Tuesday, September 2, 2014

Little Darlings

Little Darlings
March 21, 1980
Paramount
Comedy, Drama
VHS
B-

Yes, I'm back.  I moved and didn't have Internet at home for three weeks.  I'd planned to take a little break after the '70s ended, but nothing like this.

So, yeah, welcome to the '80s.  I've already watched most of my movies for 1980 and I'll try to blog at least one a day, and then it'll be a movie every two or three days, since I have a full-time job now.  This is in some ways an odd movie to start with, but there's something odd/off about all of my movies from that year.  I don't think it's just that I turned 12 that year, went from grade school to junior high.  When some decades start (1960 and '70 are other good examples) there's this feeling that people don't know where things are going to land.  In the case of 1980, the deeper I go into the year the more I feel like not only was there a taking stock of the '70s but also a retaking stock of the '60s.  This plays out in different ways in different movies of course.

In this case, what we've got here is what would be a popular teen-movie plot not only throughout the '80s but into the American Pie era: a contest to lose virginity first.  What's different here of course is that, in a script co-written by two women, the contestants are 15-year-old girls.  And even nearly 35 years later, there's a lot of discomfort and hypocrisy surrounding female and/or teen sexuality.  So we've got an R-rated movie in which there's no onscreen sex, or anything shown beyond kissing.  (Even the male nudity is at a distance, through binoculars.)

The two contestants are 16-year-old Tatum O'Neal as Ferris and 17-year-old Kristy McNichol as Angel.  "Don't let the name fool you," she advises also ironically named Randy (Matt Dillon in a very early role), and the tagline for the movie was "Don't let the title fool you."  I was aware of the movie and its tagline but I was too young to be part of the original audience.  (As for what movies I saw that year, we'll get to that.)  I think it would've been an uncomfortable movie for me at 12 (out to myself for years already as bisexual), especially with its dyke-baiting lines.  And I can remember that "virgin" was indeed an insult then, yes, even for younger adolescents.  Not that you were supposed to be having sex of course!  (It was the same sort of logic that got 10-year-old boys called "fags" if they had female friends.)

→ ENTRIES SHOWN

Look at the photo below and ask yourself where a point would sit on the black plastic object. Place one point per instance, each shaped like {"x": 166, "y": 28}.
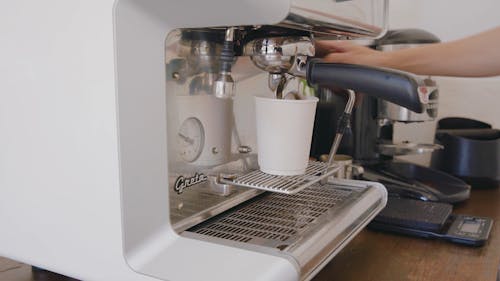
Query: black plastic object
{"x": 471, "y": 151}
{"x": 461, "y": 229}
{"x": 414, "y": 213}
{"x": 408, "y": 180}
{"x": 395, "y": 86}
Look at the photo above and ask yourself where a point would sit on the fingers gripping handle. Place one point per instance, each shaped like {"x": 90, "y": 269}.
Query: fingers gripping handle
{"x": 399, "y": 87}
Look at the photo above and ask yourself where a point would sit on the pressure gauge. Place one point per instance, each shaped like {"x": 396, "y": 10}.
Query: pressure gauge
{"x": 191, "y": 138}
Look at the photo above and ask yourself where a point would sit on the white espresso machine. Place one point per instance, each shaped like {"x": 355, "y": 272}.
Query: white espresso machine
{"x": 128, "y": 147}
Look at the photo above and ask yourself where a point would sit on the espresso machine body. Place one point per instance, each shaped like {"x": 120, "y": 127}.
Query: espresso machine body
{"x": 117, "y": 155}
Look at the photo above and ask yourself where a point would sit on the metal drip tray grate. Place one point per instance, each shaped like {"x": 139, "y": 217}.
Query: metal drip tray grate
{"x": 315, "y": 172}
{"x": 275, "y": 220}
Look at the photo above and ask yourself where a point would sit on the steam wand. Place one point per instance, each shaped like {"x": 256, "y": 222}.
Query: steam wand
{"x": 224, "y": 84}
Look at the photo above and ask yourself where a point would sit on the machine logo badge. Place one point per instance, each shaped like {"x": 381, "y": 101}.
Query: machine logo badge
{"x": 182, "y": 182}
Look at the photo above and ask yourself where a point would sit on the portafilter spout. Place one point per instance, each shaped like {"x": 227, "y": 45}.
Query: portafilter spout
{"x": 291, "y": 55}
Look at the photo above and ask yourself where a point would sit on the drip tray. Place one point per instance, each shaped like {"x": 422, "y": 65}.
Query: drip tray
{"x": 275, "y": 220}
{"x": 307, "y": 228}
{"x": 315, "y": 172}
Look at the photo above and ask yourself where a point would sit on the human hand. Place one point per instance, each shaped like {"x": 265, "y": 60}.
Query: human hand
{"x": 347, "y": 52}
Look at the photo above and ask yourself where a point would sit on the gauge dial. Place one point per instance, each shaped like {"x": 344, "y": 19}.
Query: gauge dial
{"x": 191, "y": 138}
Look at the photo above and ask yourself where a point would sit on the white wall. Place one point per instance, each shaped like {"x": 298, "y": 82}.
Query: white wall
{"x": 477, "y": 98}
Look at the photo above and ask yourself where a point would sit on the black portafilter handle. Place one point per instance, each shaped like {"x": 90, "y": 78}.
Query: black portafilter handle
{"x": 401, "y": 88}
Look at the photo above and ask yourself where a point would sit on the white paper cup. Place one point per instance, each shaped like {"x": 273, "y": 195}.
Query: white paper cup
{"x": 284, "y": 132}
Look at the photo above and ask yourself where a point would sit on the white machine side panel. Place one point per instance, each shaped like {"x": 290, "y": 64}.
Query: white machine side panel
{"x": 60, "y": 196}
{"x": 59, "y": 182}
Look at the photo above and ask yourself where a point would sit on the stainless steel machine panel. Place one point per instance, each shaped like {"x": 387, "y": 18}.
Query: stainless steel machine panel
{"x": 352, "y": 18}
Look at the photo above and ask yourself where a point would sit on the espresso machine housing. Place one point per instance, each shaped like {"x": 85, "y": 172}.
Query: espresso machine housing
{"x": 131, "y": 128}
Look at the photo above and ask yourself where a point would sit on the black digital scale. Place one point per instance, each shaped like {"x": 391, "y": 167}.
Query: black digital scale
{"x": 432, "y": 220}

→ REQUIRED ACTION
In the Little Darlings review, what was the movie's tagline?

→ RESULT FOR THIS TASK
"Don't let the title fool you."